What is needed -
Copy all of the lines below word for word, keeping every character, space, and line break unchanged.

Information given -
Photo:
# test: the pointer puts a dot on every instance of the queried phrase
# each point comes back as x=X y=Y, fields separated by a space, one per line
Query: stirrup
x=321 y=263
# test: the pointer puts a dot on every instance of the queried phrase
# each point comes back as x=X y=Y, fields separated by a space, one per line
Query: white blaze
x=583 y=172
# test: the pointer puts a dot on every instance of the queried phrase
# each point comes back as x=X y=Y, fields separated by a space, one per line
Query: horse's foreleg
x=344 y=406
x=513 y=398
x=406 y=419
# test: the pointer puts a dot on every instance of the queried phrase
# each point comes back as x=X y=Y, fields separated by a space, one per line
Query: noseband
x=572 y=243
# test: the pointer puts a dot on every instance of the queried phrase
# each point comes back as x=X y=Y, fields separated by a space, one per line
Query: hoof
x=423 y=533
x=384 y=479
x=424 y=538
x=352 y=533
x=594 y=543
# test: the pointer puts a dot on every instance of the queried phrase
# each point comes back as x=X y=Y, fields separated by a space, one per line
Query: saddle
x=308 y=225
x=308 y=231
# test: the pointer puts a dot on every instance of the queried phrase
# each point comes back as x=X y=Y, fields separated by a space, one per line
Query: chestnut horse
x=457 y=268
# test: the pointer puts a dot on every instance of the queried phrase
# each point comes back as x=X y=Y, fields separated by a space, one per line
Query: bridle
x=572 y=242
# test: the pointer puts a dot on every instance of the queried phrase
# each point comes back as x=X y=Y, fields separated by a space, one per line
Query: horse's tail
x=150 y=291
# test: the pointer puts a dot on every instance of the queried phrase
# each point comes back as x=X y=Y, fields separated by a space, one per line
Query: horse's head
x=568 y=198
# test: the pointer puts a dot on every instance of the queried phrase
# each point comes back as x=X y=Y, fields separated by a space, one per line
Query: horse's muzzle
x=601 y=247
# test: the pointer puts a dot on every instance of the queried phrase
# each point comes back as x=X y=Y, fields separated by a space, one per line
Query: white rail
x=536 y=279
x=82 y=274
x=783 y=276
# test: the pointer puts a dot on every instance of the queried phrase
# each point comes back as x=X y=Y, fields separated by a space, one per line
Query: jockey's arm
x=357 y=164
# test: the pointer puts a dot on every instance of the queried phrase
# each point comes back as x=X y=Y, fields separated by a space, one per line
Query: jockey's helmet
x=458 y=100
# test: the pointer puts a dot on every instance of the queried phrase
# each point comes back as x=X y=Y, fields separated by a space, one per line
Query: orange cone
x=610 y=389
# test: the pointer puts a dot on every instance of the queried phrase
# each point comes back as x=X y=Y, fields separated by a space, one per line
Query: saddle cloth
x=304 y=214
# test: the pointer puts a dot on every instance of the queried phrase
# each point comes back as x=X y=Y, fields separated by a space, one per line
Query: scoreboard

Solved exercise -
Photo:
# test: the pointer puts a dot on every instance of the queried phrase
# each point comes back as x=X y=Y, fields separated by a space, one per line
Query: stirrup
x=321 y=263
# test: the pointer puts a dot on every instance of the queried phrase
# each point comes back as x=X y=Y, fields separated by a space, one per line
Query: white blaze
x=583 y=172
# test: the pointer puts a dot on every instance of the queried phrase
# each point comes back as x=X y=Y, fields separated by a space, one per line
Query: horse's foreleg
x=344 y=406
x=513 y=398
x=406 y=419
# test: the pointer puts a dot on every instance of the queried phrase
# each point comes back as x=X y=Y, fields separated by a space, one per line
Query: noseband
x=572 y=243
# test: the pointer puts a dot on every instance of the queried phrase
# each point comes back as x=X y=Y, fields separated by a space, one per line
Query: hoof
x=423 y=533
x=384 y=479
x=424 y=538
x=352 y=533
x=594 y=543
# test: the pointer puts a dot on every instance of the queried phrase
# each point comes back as x=X y=Y, fields separated by a space, one per line
Query: saddle
x=308 y=225
x=308 y=231
# test: the pointer puts a dot on every instance of the queried phrase
# each point comes back as x=X y=Y, fields separated by a space, one per line
Query: chestnut horse
x=457 y=268
# test: the pointer puts a dot on every instance of the queried phrase
# each point comes back as x=X y=Y, fields separated by a space, one per line
Query: bridle
x=572 y=242
# test: the pointer puts a dot on every instance of the queried phrase
# each point comes back as x=X y=Y, fields separated by a space, one per line
Query: horse's tail
x=150 y=291
# test: the pointer puts a dot on every instance of the queried phrase
# each point comes back as x=X y=Y, fields separated by a space, one per line
Query: horse's head
x=568 y=198
# test: the pointer puts a dot on every instance of the queried phrase
# each point comes back as x=X y=Y, fields separated by a space, one per line
Query: horse's muzzle
x=601 y=247
# test: the pointer puts a dot on every instance of the queried phrase
# each point comes back as x=X y=Y, fields separated by a space, one per line
Query: white rail
x=536 y=279
x=82 y=274
x=783 y=276
# test: the pointer puts a dot on every instance of the queried phrase
# each point comes back as x=X y=Y, fields separated by a space, one per line
Query: jockey's arm
x=357 y=164
# test: the pointer puts a dot on every instance of the queried phrase
# each point comes back as x=X y=Y, fields separated by a space, one per line
Query: jockey's helmet
x=458 y=100
# test: the pointer puts a dot on every instance of the queried phrase
# each point comes back as x=X y=Y, fields separated by a space, one per line
Query: orange cone
x=610 y=389
# test: the pointer puts a dot on every instance of the queried phrase
# each point comes back as x=X y=Y, fields separated by a space, one per line
Query: saddle cloth
x=304 y=214
# test: the pointer puts a dot on every instance of the queried phrase
# each point comes back as x=X y=Y, fields separated by a space, one per line
Query: scoreboard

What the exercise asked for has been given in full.